* EXERCISE DATA *
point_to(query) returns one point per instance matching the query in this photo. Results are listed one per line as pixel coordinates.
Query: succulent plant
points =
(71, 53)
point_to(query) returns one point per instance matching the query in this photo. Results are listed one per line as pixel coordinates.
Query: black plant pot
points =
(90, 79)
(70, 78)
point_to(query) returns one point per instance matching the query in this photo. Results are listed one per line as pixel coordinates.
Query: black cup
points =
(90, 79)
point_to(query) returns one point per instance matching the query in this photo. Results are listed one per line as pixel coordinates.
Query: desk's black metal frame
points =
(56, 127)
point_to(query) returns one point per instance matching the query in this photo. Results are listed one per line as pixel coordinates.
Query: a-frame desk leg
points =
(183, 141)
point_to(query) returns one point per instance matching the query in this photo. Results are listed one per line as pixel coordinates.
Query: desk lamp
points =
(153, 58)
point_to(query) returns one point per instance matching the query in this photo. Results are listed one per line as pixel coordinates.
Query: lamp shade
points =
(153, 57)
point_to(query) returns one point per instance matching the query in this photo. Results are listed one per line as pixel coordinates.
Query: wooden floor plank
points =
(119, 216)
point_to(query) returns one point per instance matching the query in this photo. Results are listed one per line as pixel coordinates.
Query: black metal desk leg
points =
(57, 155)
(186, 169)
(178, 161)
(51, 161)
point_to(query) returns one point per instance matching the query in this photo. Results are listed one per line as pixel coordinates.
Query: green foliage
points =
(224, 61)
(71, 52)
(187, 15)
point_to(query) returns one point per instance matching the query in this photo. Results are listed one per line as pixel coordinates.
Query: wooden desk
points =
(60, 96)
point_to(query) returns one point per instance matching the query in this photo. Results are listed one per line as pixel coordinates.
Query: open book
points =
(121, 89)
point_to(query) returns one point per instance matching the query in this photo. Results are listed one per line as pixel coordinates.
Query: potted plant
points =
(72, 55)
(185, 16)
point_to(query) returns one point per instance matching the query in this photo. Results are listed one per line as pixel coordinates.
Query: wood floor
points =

* INSTRUCTIONS TO FOLLOW *
Reproduce every single entry above exactly.

* ANSWER AREA *
point_to(query) returns one point per instance matching the query in this photo. Results are listed one per line as pixel coordinates.
Query: succulent plant
points =
(71, 53)
point_to(query) returns one point per instance matching the query in this photo. Results are listed one per line as pixel coordinates.
Query: black plant pot
points =
(90, 79)
(70, 78)
point_to(query) returns one point per instance matching the query in this photo. Results are listed one per line as pixel coordinates.
Query: black cup
points =
(90, 79)
point_to(query) returns one point per instance matching the query in this photo. Results are listed one per line as pixel coordinates.
Query: desk's black metal frame
points =
(56, 127)
point_to(query) returns one point per instance matching the query in this photo. Results are listed one per line as pixel coordinates.
Query: a-frame desk leg
points =
(183, 141)
point_to(query) returns one point per instance matching the query in this photo. Results are listed one per line as pixel coordinates.
Query: desk lamp
points =
(153, 58)
point_to(query) returns one point per instance matching the query in this photo. Results are listed one per line as pixel coordinates.
Query: lamp shade
points =
(153, 57)
point_to(query) returns one point per instance matching the query in this photo. Results are listed one per line as pixel coordinates.
Query: wooden floor plank
points =
(119, 216)
point_to(query) returns one point per instance matching the query in this photo. Results are listed one per line as pixel coordinates.
Query: black metal desk leg
points =
(57, 155)
(186, 169)
(178, 161)
(51, 161)
point_to(query) returns one point per instance matching the query in this photo. Results are listed one per line as pixel coordinates.
Query: green foliage
points =
(224, 61)
(71, 52)
(187, 15)
point_to(query) returns one point per instance matching the query in this photo. Results are listed one per line as pixel coordinates.
Query: wooden desk
points =
(60, 96)
point_to(query) returns one point per instance matching the query in this photo. Results are listed one per line as pixel coordinates.
Query: open book
points =
(121, 89)
point_to(query) returns one point per instance matching the query in this photo. Results are listed one per line as pixel coordinates.
Query: potted plant
points =
(72, 55)
(185, 16)
point_to(query) returns one point per instance matching the query in this photo. Results are listed one per line as pixel coordinates.
Query: wood floor
points =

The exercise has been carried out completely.